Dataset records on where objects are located
------------------------------

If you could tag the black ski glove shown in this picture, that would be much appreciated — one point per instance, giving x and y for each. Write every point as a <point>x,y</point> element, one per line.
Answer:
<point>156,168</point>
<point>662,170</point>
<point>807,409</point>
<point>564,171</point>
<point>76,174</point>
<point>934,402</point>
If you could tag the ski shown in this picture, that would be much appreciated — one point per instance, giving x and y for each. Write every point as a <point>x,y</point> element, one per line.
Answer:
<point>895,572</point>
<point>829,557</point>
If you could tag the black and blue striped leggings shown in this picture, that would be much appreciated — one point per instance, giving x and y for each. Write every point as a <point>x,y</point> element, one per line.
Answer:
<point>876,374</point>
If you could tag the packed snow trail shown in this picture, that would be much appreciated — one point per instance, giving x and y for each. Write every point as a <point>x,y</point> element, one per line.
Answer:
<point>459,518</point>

------------------------------

### GIVEN REQUEST:
Please reproduce all of the material above, requests included, rescaling every coordinate in the answers by 2.1 and rounding each to the nearest whole number, with halves rounded up.

### RESULT BELOW:
If you could tag the black ski glove shown in this picture, that would be much appreciated — one point per instance, giving x and y for each. Write every point as a <point>x,y</point> element, one per line.
Answer:
<point>328,353</point>
<point>1390,357</point>
<point>1695,859</point>
<point>1184,359</point>
<point>160,365</point>
<point>1961,844</point>
If you could tag the ski shown in this picture, that would be much appreciated — one point per instance, giving x and y for each. Write every point as a <point>x,y</point> element, one per line.
Answer:
<point>1880,1201</point>
<point>1741,1170</point>
If you could tag the black and blue striped leggings shown in this picture, that would be much appreciated — one point per instance, giving x and y for each. Write every point as a <point>x,y</point> element, one per line.
Answer:
<point>1840,785</point>
If you could tag the packed snow trail shown in this picture, that would be much appreciated — one point per instance, giving x and y for each. Write every point as a <point>x,y</point> element, one per line.
Answer:
<point>964,1088</point>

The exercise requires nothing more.